> [EXERCISE GOAL]: Write out these lines as a numbered list, skipping any blank lines.

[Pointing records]

"""

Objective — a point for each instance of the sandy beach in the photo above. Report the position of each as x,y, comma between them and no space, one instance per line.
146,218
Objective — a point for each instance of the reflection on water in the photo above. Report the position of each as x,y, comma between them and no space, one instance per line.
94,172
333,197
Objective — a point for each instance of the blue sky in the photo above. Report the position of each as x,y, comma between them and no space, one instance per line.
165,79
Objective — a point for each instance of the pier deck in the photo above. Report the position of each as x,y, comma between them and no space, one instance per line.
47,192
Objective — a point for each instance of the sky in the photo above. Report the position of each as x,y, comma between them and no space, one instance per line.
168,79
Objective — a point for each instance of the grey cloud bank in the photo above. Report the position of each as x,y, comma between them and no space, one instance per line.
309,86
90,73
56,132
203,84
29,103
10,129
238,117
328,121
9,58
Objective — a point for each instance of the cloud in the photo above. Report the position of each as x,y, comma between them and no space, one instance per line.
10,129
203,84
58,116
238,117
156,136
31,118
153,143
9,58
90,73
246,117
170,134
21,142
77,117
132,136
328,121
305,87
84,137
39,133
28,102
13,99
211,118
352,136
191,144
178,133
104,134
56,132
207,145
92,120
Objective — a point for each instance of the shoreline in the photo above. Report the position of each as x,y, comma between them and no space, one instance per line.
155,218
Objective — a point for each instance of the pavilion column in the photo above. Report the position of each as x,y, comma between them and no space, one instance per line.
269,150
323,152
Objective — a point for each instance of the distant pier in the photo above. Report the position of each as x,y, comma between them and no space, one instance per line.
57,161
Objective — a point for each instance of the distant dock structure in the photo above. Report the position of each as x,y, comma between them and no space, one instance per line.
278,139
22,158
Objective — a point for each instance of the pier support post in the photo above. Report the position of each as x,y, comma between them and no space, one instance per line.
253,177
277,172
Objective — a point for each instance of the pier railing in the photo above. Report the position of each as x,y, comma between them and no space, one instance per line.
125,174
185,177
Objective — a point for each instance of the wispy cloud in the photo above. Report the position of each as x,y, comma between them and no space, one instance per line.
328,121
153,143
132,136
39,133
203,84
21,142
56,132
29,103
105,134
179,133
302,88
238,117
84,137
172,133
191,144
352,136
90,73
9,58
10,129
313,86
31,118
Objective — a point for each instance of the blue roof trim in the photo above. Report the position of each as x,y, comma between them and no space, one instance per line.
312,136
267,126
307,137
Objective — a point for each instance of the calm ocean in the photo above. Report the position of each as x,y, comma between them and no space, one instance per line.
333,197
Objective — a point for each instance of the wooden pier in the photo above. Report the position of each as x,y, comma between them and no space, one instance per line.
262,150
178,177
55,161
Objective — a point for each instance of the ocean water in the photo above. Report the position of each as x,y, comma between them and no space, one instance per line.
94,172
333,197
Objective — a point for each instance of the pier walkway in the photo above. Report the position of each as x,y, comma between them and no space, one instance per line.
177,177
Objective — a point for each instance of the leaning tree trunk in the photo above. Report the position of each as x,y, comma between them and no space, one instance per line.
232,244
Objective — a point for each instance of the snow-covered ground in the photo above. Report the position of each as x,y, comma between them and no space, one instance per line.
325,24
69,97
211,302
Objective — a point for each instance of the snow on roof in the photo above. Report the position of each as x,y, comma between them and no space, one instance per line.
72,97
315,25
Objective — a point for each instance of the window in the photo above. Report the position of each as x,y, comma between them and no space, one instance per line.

"""

> [EXERCISE OUTPUT]:
1. Objective — a point for each instance of the sandy beach in the photo above. Report the position of each as x,y, comma between them and no space, one instance per line.
2. 146,218
3. Objective — a point for each instance of the reflection on water in the photo above. Report the position of each as x,y, comma between them and no space, one instance per line.
4. 94,172
5. 333,197
6. Objective — a point for each instance of the blue sky in the photo above. Report the position of each as x,y, comma between them and no space, one instance per line.
7. 165,79
8. Objective — a point for each instance of the pier deck in the photo above. Report the position of each as x,y, comma between them and no space, one instance per line.
9. 47,192
10. Objective — a point for each instance of the sky in the photo above. Report the position of each as x,y, comma between them and no space, one instance per line.
11. 168,79
12. Objective — a point for each instance of the grey cloud bank in the photo above. Report the position of each as x,y, comma between them and no space, one instance per line.
13. 309,86
14. 90,73
15. 56,132
16. 203,84
17. 29,103
18. 10,129
19. 238,117
20. 328,121
21. 9,58
22. Objective — a point for each instance of the cloud in the photo above. Report the position of each as x,y, comma between them and no space, one instance per line.
23. 10,129
24. 203,84
25. 58,116
26. 238,117
27. 156,136
28. 31,118
29. 153,143
30. 9,58
31. 90,73
32. 246,117
33. 170,134
34. 21,142
35. 77,117
36. 132,136
37. 328,121
38. 305,87
39. 84,137
40. 39,133
41. 28,102
42. 13,99
43. 211,118
44. 352,136
45. 191,144
46. 178,133
47. 104,134
48. 56,132
49. 207,145
50. 92,120
51. Objective — a point for each instance of the shoreline in the photo above. Report the position of each as x,y, comma between them and no space, one instance per line.
52. 155,218
53. Objective — a point for each instance of the pavilion column in the photo above. Report the position of each as x,y, comma between them and no space, one instance per line.
54. 269,150
55. 323,152
56. Objective — a point for each instance of the distant pier in the photo above. Report the position of each as x,y, comma between them and no space, one instance per line.
57. 57,161
58. Objective — a point for each instance of the distant dock structure in the photo above. Report the position of each as x,y, comma between them and no space, one instance per line.
59. 278,139
60. 22,158
61. Objective — a point for each instance of the pier support post in the photo above. Report the position of each as x,y, comma between them and no space, one instance per line.
62. 253,177
63. 277,172
64. Objective — a point for each instance of the pier railing in the photo above. Report the position of each as x,y, comma between them and no space, one instance per line.
65. 125,174
66. 185,177
67. Objective — a point for each instance of the wispy cloud in the photo above. Report the position of each as x,y, comma between them and no space, one instance per line.
68. 328,121
69. 153,143
70. 132,136
71. 39,133
72. 203,84
73. 21,142
74. 56,132
75. 29,103
76. 105,134
77. 179,133
78. 302,88
79. 238,117
80. 84,137
81. 172,133
82. 191,144
83. 352,136
84. 90,73
85. 9,58
86. 10,129
87. 313,86
88. 31,118
89. Objective — a point for each instance of the blue roof trim in the photo above. Report the position of each as x,y, comma between them and no space, one instance per line.
90. 312,136
91. 267,126
92. 307,137
93. Objective — a point for each instance of the calm ocean in the photo above. Report the position of each as x,y, comma between them and no space, one instance per line.
94. 333,197
95. Objective — a point for each instance of the wooden pier in the photo above. Report the position of each as x,y, comma between them and no space, one instance per line.
96. 262,150
97. 178,177
98. 55,161
99. Objective — a point for each instance of the ocean water in the photo above. Report the position of each as x,y, comma between them and no space, one instance per line.
100. 94,172
101. 333,197
102. Objective — a point for each instance of the pier walkway in the photo above. Report the position of each as x,y, comma between them and no space, one instance per line.
103. 177,177
104. Objective — a point for each instance of the leaning tree trunk in the photo above. Report the position of each as x,y, comma between them and no space, one instance per line.
105. 232,244
106. Objective — a point for each instance of the snow-covered ground in the photo above. Report the position of each as x,y, comma between them and no space, one instance per line.
107. 325,24
108. 69,97
109. 211,302
110. Objective — a point for each instance of the snow on roof in the photo above. Report the position of each as x,y, comma between them and no space, one instance per line.
111. 72,97
112. 315,25
113. Objective — a point for each instance of the window in the photo above. Report the position of each as x,y, comma between them and no space, one instance per line.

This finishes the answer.